### TASKS TO COMPLETE
[a] List every person named in the passage on Sri Lanka's election.
[b] Translate this sentence from the passage on Sri Lanka's election into Spanish: "A coalition called the United National Front for Good Governance won 106 seats."

### PASSAGE TO READ
## begin

Sure enough, his hopes of forming a government and becoming prime minister were dashed in the election on August 17th. Admittedly, he won a place for himself in parliament. But his alliance got just 95 of the 225 seats in the legislature. It fell well short of the 144 he mustered in 2010, a year after he presided as president over a resounding military defeat of the Tamil Tiger rebels, ending the country’s long and bloody civil war.

It is Mr Rajapaksa’s second big setback. To everyone’s surprise in January he lost a snap presidential election to a former colleague, Maithripala Sirisena. Now Mr Rajapaksa and several former members of his regime face prosecution for alleged corruption related to his nine-year rule.

Sri Lanka emerges from this latest election with a hung Parliament and a fiendishly complex array of allegiances (weirdly, Mr Sirisena is technically head of the UPFA). But outlines of a new government are clear. A coalition called the United National Front for Good Governance won 106 seats. It also has the backing of smaller parties that support its agenda of electoral, right-to-information and other reforms. Ranil Wickremesinghe, who leads the largest party in Parliament, the United National Party (UNP), will be sworn in again as prime minister. He has done the job since January, in a marriage of convenience with the new president, Mr Sirisena.

## end

### SOURCE EXCERPT

## begin

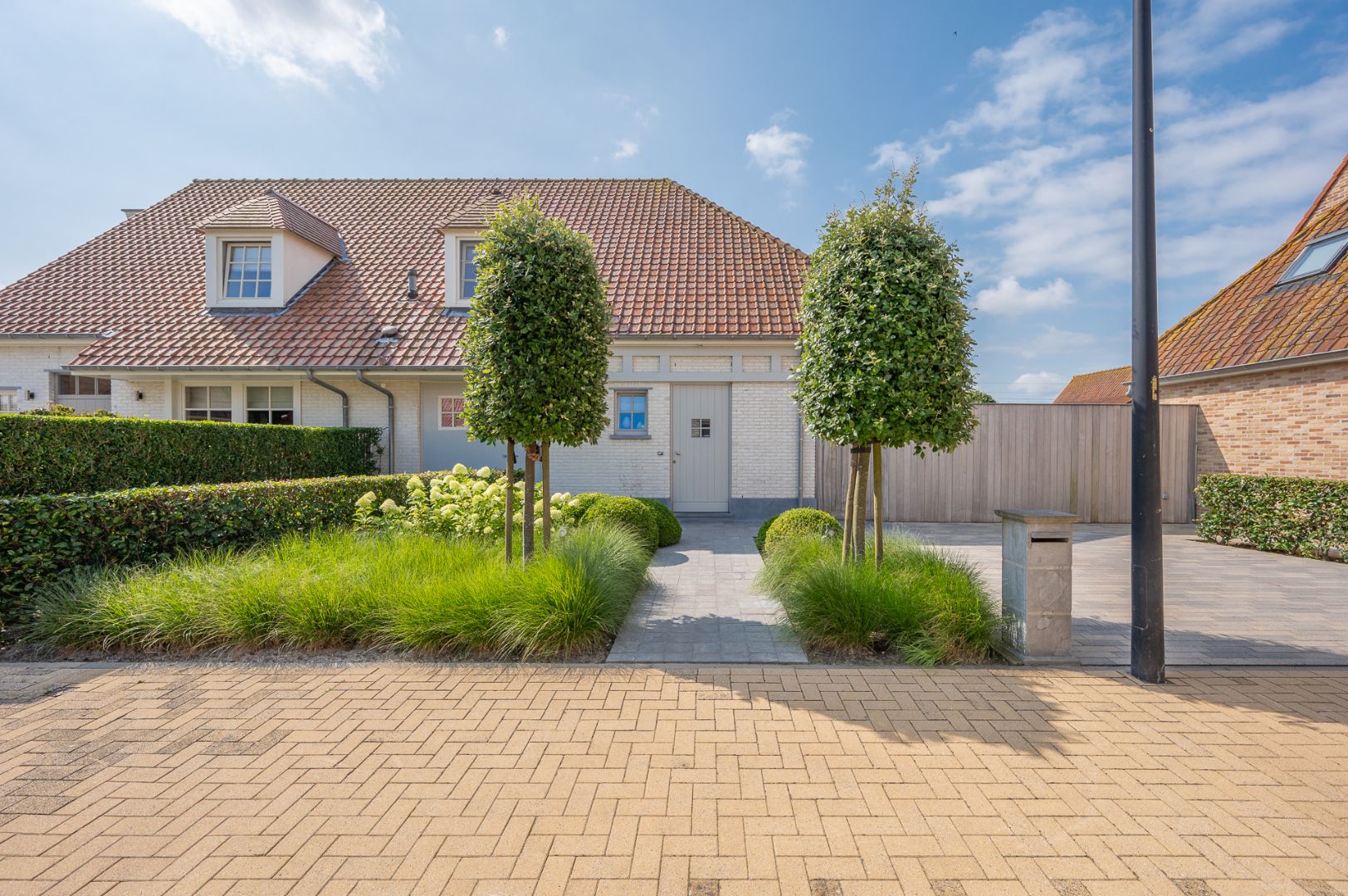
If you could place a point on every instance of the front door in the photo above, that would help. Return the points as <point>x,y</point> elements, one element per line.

## end

### ANSWERS FOR THE EXERCISE
[a]
Mr Rajapaksa
Maithripala Sirisena
Ranil Wickremesinghe

[b] Una coalición llamada Frente Nacional Unido por el Buen Gobierno obtuvo 106 escaños.